• [MATERIALS PROVIDED]
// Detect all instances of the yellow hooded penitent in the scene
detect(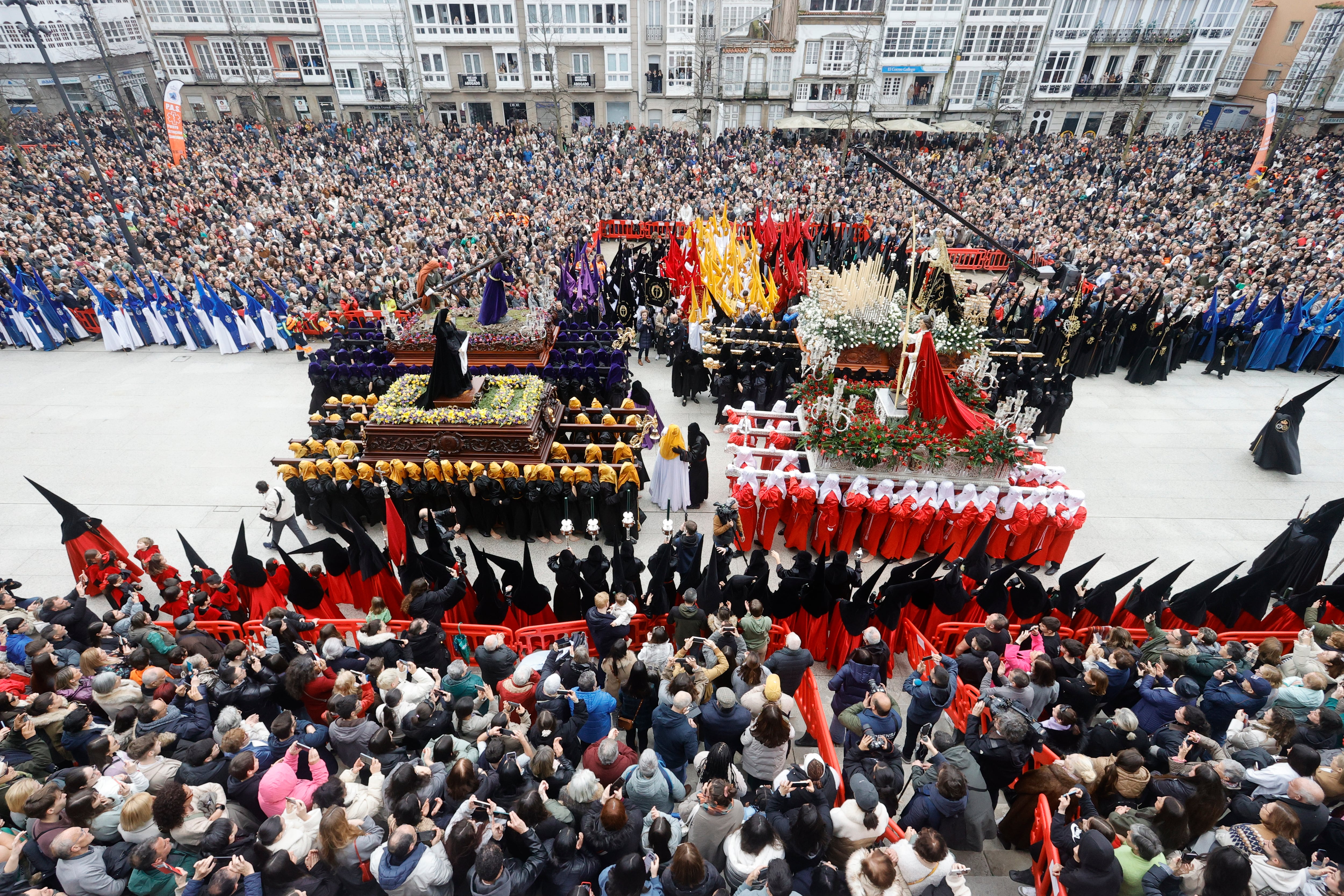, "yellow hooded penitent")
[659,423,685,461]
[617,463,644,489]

---

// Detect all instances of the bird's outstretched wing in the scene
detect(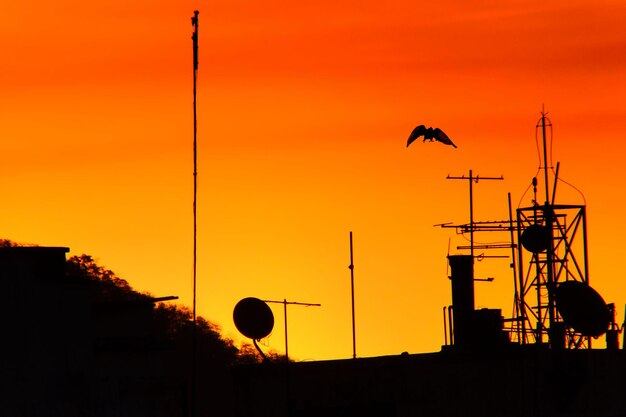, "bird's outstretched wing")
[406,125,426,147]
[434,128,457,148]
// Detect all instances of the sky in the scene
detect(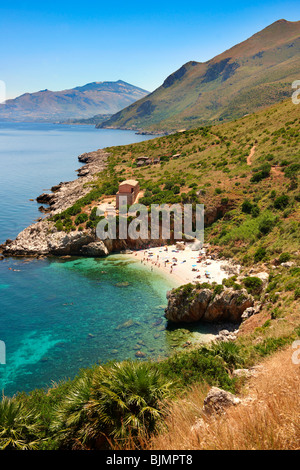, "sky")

• [THE REQUEST]
Find every line in the items above that contains the word "scene", and copy each of those lines in full.

• [ANSWER TO THIS PROBLEM]
// Detect all instances of the yellow hooded penitent in the scene
// Detect all instances of the bird's outstretched wing in the scene
// Detect all instances of the sky in the scene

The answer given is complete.